### Selected text:
By Kevin C. Murphy, Copyright 2013. All Rights Reserved.
I. The Bourne Legacy
Nothing if not prescient, Randolph Bourne's words have become an epitaph for the Progressive Era in the decades since his untimely death in 1918.3 Indeed, with very few exceptions, the standard, textbook interpretation of American history dates the end of the progressive movement to the postwar turmoil of 1919 and 1920, culminating in the election of Warren G. Harding and a mandate for Normalcy.4 Over the next decade, so the story goes, the nation entered a New Era marked by conservatism, consumerism, and cultural conflict, three C's for which the progressive ideology of yore seemed wholly inadequate and obsolete.5 Progressives, at the center of American political life prior to the Great War, became victims to the cruel disillusion of un-fulfillment -- They were, as one historian framed the prevailing tale in 1959, "stunned and everywhere in retreat along the entire political front, their forces disorganized and leaderless, their movement shattered, their dreams of a new America turned into agonizing nightmares."6 And only after the earth-shattering tumult of the Great Depression, nine years hence, would a revived and rethought liberal creed rise again to national prominence, like a phoenix from out the ashes of progressive despair.
It makes for a good story, and, like most neat narrative conventions of synthesis, there is indeed much truth to it. Clearly, many Progressive contemporaries saw events as such: In 1920, Senator Hiram Johnson lamented "the rottenest period of reaction that we have had in many years." Harold Ickes reflected seven years later that 1927 still "isn't the day for our kind of politics." And Progressive luminary Jane Addams looked back at the entirety of the Twenties as "a period of political and social sag."7
And, yet, the progressive experience from 1919-1929, while perhaps primarily a declension narrative, deserves to be further explored. In the words of Ellis Hawley, "[d]elving beneath the older stereotypes of 'normalcy' and 'retrenchment,' scholars have found unexpected survivals of progressivism."8 Indeed, as historian Leroy Ashby notes of the first election cycle after Harding's victory, "the 1922 campaigns seemed positive proof that the progressive movement was regaining some of its prewar vigor," with a number of progressive candidates in Congress and gubernatorial races, such as Burton Wheeler, Gifford Pinchot, Al Smith, and Fiorello LaGuardia, defeating their more conservative opposition. (Indeed, after the election returns, The New Republic went so far as to declare "Progressivism Reborn.")9 And, while the failed third party bid of Robert La Follette in 1924 saw progressivism "fragmented, leaderless, and far removed from the optimism that had followed the 1922 election," America's choice for President in 1928 nevertheless consisted of two candidates with some progressive credentials, Secretary of Commerce Herbert Hoover and Governor Al Smith of NewYork.10
Noting this discrepancy between narrative and evidence in 1959, historian Arthur Link suggested in his essay "What Happened to the Progressive Movement in the 1920's?" that "perhaps it is high time that we discard the sweeping generalizations, false hypotheses, and cliches that we have so often used in explaining and characterizing political developments from 1918 to 1929...When we do this we will no longer ask whether the progressive movement was defunct in the 1920s. We will only ask what happened to it and why."11
With Link's fifty-year-old challenge as a guide stone, and with an eye to all the broader and exciting new lines of inquiry that have opened in American history since, this study aims to reexamine the fortunes of progressivism in the decade from 1919 to 1929. How were prominent progressives impacted by the experiences of the immediate post-war era? How did they navigate their way through the 1920s? What causes did they take up and what contributions did they make to the politics of the period? And, perhaps most importantly, what sort of rhetorical and ideological transformations were progressives forced to make to keep their ideology practicable and relevant in an age of consumer culture and cultural conflict?

### Directive:
Pick up the study of progressivism from 1919 to 1929 above and carry it on from its last sentence.

### Provided data:

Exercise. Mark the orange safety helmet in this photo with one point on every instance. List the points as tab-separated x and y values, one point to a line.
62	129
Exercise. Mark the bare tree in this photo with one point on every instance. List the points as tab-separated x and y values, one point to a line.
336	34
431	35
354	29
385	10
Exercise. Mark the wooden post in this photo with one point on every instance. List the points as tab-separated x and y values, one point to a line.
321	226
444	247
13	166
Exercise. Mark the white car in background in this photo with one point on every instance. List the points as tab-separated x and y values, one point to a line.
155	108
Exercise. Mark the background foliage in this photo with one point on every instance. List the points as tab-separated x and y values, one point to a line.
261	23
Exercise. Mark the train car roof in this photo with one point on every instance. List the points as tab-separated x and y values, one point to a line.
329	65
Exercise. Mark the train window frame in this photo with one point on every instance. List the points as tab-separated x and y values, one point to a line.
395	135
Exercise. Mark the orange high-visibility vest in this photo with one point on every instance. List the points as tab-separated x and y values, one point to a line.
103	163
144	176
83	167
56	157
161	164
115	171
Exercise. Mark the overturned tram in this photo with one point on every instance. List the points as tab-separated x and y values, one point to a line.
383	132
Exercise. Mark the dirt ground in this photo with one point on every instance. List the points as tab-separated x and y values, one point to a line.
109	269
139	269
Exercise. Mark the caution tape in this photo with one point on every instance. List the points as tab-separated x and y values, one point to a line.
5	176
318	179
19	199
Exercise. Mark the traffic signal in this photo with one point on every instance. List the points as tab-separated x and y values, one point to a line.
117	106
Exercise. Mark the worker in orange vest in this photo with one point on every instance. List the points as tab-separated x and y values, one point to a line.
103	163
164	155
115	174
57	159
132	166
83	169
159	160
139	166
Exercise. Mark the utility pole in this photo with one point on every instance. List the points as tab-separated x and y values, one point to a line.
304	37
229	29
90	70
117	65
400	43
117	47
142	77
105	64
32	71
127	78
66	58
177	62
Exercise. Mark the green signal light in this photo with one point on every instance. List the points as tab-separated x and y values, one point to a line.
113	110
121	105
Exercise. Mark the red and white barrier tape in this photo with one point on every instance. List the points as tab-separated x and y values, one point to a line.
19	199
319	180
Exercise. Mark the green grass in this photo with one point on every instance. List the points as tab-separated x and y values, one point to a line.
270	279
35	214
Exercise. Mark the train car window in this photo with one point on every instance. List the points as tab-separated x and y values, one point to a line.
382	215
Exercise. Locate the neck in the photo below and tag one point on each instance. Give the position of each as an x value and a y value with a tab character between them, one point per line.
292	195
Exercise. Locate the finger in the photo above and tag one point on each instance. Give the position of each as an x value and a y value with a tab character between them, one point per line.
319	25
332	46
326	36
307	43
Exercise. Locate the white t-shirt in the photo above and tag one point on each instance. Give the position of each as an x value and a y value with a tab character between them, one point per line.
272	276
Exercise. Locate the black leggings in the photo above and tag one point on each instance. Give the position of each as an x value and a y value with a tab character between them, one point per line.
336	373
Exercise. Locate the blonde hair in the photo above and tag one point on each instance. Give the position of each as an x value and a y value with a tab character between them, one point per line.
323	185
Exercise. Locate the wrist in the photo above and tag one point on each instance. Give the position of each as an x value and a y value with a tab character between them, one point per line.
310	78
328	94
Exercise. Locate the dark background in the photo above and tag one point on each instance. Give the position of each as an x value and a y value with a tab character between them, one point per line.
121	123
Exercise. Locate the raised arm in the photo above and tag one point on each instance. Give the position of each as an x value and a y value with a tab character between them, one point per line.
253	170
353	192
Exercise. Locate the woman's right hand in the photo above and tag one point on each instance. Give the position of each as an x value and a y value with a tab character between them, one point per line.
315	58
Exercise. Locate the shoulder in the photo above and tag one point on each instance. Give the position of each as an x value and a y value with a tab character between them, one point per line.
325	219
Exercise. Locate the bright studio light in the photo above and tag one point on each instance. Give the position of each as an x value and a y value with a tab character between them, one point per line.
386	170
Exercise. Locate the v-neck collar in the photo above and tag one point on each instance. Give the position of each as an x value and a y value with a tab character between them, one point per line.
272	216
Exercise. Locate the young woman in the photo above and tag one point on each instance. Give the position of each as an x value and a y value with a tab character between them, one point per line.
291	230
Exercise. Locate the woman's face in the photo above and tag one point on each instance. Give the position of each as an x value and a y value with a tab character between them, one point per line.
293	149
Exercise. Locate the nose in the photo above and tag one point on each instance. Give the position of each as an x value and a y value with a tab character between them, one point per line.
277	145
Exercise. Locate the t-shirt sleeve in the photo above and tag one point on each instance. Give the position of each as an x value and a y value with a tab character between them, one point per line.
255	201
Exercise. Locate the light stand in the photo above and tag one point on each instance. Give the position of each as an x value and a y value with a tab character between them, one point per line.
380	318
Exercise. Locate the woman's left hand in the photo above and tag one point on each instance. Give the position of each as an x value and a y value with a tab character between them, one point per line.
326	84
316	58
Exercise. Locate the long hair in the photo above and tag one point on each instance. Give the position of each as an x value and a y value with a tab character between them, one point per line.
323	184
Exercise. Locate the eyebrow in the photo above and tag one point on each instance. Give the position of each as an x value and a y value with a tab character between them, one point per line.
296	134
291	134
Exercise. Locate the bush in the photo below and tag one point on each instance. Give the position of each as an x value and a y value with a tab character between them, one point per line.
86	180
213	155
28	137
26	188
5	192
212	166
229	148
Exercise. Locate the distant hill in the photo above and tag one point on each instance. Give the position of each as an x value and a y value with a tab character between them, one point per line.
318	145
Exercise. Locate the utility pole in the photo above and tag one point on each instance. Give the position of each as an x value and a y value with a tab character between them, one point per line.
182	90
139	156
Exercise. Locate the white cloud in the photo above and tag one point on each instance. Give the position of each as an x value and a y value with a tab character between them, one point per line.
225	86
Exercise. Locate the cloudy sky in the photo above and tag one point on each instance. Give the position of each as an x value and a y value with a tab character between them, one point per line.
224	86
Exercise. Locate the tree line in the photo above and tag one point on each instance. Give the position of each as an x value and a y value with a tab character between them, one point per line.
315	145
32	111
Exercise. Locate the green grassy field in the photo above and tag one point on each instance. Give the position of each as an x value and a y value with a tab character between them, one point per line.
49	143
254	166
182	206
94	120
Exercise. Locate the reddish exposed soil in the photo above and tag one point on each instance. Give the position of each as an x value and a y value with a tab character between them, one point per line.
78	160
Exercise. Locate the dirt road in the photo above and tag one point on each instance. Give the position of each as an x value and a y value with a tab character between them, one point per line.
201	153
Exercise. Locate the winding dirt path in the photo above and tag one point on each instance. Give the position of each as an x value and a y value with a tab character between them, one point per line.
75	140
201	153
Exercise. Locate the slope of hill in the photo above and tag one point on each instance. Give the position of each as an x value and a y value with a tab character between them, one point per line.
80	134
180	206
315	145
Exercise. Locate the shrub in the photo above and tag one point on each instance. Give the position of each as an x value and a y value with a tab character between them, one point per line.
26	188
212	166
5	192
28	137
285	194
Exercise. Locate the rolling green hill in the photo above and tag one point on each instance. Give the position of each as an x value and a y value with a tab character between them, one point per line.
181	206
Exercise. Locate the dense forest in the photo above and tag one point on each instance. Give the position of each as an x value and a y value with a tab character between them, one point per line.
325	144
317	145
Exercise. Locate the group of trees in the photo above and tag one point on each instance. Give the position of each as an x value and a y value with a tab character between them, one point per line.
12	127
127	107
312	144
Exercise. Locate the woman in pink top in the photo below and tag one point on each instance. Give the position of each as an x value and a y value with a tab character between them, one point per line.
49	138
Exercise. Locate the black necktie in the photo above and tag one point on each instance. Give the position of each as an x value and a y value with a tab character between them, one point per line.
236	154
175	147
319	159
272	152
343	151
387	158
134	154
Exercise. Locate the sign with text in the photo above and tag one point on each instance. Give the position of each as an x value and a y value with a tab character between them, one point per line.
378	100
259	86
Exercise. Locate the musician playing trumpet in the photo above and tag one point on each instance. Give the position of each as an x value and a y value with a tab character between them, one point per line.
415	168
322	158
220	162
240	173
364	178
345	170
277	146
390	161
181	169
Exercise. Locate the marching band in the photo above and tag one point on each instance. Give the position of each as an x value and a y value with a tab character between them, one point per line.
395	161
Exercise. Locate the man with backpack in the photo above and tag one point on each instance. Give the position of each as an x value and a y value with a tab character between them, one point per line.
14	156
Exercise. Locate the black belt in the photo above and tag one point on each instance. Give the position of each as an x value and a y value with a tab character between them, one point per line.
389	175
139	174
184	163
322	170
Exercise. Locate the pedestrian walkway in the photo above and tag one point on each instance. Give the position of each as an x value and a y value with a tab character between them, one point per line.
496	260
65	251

### Written answer:
As this study explores, progressives were badly jarred by the failures of Wilsonism and the excesses that marked the annus horribilis of 1919, and many never recovered. But others persisted even during the unfavorable political climate of the Twenties.
Shocked by the outright repression and virulent nationalism that had accompanied World War I and the subsequent Red Scare, some progressives began rethinking the appropriate role of state power and the importance of civil liberties, just as others crafted draconian immigration reforms that followed the letter, if not the spirit, of earlier attempts to "Americanize" citizens. Wary of the influx of private interests into government life that accompanied the return to normalcy, some progressives, particularly the Western mavericks in the Senate, battled corruption on both ends of Washington, and reaffirmed the centrality of the public interest in endeavors ranging from radio regulation to public power. Progressive peace activists and organizations emerged at the forefront of an international disarmament movement. Newly empowered with the vote, many progressive women looked to fashion a stronger federal role over the realms of education, health care, and child welfare.
The Progressive-headed "Committee of Forty-Eight" attempted to forge an independent political movement behind insurgent Senator Robert M. LaFollette, who captured approximately 17% of the vote in 1924. The NAACP, under the leadership of W.E.B. Du Bois, worked to improve the lives of African-Americans in southern states and northern cities, and began crafting its legal strategy to dismantle segregation. And countless progressive reformers, in laboratories as diverse as Al Smith's New York and Herbert Hoover's Commerce Department, experimented with ideas, ranging from social insurance to associationalism to regional development, which would later form the centerpiece of Franklin Roosevelt's New Deal.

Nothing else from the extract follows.